PROBLEM REQUIREMENTS: Reproduce exactly the lines from the line containing "Expected: one pin per instance of the stadium" through the end of the records below, including both ends, and nothing else.

Location labeling records:
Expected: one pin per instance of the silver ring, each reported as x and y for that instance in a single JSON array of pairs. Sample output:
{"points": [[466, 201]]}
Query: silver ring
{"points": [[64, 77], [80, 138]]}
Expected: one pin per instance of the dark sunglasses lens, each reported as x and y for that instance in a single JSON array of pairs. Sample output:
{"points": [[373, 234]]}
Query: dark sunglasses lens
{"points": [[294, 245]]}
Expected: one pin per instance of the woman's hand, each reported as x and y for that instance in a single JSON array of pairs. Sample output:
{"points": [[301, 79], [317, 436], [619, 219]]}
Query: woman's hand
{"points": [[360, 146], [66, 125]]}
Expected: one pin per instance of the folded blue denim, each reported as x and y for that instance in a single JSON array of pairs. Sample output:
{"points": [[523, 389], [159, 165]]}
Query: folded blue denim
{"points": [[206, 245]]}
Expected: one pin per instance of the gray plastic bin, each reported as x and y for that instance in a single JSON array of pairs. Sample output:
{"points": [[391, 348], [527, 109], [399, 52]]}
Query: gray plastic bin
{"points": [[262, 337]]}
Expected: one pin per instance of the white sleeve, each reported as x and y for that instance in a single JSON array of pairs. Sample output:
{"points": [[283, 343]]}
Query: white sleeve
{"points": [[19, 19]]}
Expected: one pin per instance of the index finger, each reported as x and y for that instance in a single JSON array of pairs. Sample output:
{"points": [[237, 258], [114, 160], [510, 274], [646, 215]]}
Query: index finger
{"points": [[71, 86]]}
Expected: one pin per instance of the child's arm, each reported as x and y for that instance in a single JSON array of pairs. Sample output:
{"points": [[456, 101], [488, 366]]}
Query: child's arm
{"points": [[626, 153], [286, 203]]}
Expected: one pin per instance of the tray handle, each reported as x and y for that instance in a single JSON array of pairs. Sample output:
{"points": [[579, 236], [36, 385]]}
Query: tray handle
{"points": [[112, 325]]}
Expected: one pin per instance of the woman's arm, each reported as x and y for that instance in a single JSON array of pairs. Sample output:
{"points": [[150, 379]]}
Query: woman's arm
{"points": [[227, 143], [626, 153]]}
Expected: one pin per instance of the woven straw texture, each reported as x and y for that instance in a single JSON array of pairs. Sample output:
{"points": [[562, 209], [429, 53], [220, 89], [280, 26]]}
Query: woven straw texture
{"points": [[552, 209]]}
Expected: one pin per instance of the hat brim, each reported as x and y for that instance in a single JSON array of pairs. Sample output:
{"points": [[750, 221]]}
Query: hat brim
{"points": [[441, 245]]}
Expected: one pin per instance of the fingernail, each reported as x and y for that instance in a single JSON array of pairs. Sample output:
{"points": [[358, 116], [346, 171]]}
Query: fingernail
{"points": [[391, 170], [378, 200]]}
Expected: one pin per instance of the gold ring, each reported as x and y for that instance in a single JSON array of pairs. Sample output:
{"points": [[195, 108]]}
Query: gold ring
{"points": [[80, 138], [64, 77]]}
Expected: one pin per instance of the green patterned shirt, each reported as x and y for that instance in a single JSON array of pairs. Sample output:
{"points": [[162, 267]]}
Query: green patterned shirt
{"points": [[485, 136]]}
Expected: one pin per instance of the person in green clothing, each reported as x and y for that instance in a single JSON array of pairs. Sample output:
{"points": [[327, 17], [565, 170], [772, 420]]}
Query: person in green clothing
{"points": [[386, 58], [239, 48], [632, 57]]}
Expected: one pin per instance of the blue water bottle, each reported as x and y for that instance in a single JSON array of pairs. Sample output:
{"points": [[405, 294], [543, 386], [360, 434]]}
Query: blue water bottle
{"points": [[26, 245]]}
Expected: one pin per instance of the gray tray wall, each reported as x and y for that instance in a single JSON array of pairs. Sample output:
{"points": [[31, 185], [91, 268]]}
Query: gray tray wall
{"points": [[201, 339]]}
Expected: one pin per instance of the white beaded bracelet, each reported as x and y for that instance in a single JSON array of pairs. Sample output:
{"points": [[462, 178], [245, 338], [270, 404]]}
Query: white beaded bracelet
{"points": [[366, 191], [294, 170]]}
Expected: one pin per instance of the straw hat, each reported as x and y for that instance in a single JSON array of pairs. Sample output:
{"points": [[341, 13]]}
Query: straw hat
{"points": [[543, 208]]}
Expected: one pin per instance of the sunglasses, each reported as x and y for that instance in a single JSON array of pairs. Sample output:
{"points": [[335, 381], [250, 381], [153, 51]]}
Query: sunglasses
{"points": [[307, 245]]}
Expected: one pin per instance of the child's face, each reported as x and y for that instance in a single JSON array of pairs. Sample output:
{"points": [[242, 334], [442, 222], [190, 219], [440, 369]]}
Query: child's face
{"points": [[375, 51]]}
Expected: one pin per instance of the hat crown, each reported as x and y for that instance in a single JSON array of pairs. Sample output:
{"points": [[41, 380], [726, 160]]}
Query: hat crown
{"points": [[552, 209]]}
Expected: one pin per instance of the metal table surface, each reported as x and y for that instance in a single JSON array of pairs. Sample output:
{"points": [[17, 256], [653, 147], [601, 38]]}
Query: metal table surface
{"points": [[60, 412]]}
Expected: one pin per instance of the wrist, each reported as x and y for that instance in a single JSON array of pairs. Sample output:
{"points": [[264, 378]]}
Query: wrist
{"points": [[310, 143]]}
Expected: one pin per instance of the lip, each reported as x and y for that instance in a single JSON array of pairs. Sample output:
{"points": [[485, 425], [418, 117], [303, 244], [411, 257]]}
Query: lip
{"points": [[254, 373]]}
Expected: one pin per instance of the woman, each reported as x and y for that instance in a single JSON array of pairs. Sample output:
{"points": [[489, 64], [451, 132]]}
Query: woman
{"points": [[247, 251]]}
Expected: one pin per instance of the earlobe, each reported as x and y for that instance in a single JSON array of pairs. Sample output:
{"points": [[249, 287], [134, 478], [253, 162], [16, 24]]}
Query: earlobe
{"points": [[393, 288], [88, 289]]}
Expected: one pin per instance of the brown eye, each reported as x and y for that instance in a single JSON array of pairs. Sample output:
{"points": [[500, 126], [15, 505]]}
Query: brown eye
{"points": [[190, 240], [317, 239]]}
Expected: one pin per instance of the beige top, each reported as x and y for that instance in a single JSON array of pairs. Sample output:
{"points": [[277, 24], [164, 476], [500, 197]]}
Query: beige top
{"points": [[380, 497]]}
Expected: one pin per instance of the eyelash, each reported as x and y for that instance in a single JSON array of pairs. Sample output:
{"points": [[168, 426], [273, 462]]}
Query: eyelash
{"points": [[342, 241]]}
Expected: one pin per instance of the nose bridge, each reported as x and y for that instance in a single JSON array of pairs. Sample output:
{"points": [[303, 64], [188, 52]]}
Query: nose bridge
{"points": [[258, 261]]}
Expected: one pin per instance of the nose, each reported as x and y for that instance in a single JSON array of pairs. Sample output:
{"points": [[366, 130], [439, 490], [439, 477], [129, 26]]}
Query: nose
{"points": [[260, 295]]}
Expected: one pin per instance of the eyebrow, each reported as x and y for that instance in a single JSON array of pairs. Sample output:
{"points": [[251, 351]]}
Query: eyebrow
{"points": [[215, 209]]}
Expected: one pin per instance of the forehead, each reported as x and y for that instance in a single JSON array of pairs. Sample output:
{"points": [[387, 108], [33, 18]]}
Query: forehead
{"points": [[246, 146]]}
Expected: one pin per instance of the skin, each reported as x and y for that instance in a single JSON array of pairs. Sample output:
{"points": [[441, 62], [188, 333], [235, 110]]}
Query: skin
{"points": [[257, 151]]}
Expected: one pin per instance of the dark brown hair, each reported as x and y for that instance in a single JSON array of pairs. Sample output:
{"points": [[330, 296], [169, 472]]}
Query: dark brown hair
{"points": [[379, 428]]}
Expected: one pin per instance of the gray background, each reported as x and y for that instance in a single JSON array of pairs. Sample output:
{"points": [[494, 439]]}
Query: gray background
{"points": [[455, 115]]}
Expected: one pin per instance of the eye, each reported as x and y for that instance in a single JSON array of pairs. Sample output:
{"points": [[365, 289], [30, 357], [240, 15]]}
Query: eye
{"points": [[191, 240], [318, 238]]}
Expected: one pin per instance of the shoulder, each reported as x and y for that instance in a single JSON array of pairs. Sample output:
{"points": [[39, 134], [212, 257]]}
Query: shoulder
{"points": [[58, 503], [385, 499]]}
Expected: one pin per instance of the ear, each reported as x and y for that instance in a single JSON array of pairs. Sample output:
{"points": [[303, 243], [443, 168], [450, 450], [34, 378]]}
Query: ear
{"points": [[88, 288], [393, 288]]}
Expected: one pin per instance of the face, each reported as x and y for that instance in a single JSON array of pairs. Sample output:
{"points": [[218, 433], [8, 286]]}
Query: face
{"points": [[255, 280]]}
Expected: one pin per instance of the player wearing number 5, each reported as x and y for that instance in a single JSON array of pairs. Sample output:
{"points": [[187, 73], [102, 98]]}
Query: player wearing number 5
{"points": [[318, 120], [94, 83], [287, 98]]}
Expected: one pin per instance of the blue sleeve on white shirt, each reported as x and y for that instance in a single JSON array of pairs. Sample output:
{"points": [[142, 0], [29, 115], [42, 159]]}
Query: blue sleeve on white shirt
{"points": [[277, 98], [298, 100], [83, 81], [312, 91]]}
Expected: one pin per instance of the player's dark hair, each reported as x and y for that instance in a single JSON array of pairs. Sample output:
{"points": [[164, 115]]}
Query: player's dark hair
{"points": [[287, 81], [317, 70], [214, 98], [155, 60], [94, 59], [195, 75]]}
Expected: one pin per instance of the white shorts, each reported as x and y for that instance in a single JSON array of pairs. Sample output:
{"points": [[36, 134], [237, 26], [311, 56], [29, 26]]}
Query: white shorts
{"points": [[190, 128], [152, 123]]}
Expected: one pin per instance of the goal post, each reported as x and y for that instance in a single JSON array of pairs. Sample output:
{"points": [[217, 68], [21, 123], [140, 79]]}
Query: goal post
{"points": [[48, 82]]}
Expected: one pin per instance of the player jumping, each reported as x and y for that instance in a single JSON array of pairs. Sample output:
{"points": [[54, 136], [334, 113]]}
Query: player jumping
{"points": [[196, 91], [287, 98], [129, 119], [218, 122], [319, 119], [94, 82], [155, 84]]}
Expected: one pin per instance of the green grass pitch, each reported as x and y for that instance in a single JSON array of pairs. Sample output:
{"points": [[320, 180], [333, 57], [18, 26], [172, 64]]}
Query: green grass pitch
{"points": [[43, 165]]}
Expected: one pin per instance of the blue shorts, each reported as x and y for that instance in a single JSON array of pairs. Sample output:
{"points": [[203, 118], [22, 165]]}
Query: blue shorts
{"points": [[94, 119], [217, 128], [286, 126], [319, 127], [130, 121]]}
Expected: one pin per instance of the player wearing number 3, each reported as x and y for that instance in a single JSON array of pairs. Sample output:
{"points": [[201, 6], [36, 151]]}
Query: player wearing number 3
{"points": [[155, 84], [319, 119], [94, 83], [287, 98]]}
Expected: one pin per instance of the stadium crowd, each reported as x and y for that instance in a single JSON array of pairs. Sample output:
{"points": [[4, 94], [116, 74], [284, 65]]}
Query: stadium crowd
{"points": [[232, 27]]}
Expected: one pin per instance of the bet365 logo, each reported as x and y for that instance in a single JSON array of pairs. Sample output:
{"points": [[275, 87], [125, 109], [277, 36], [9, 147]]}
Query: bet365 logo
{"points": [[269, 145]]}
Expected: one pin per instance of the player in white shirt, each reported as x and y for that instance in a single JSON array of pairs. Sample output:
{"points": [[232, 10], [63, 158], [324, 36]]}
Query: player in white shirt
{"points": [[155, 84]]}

THE ANSWER:
Expected: one pin per instance of the stadium crowd, each reported as x and y for that instance in a single JSON array of pairs. Sample output:
{"points": [[4, 94], [116, 74], [284, 65]]}
Query: stadium crowd
{"points": [[232, 27]]}
Expected: one pin per instance of the bet365 logo, each reported as x and y for that instance in a single JSON array of pairs. Sample output:
{"points": [[275, 87], [125, 109], [277, 36], [9, 147]]}
Query: bet365 logo
{"points": [[269, 145]]}
Expected: one pin per instance of the player in white shirt, each reported as x and y for that instance in a single JSON array of pairs. Sample output:
{"points": [[232, 10], [63, 158], [324, 36]]}
Query: player in white shirt
{"points": [[155, 84]]}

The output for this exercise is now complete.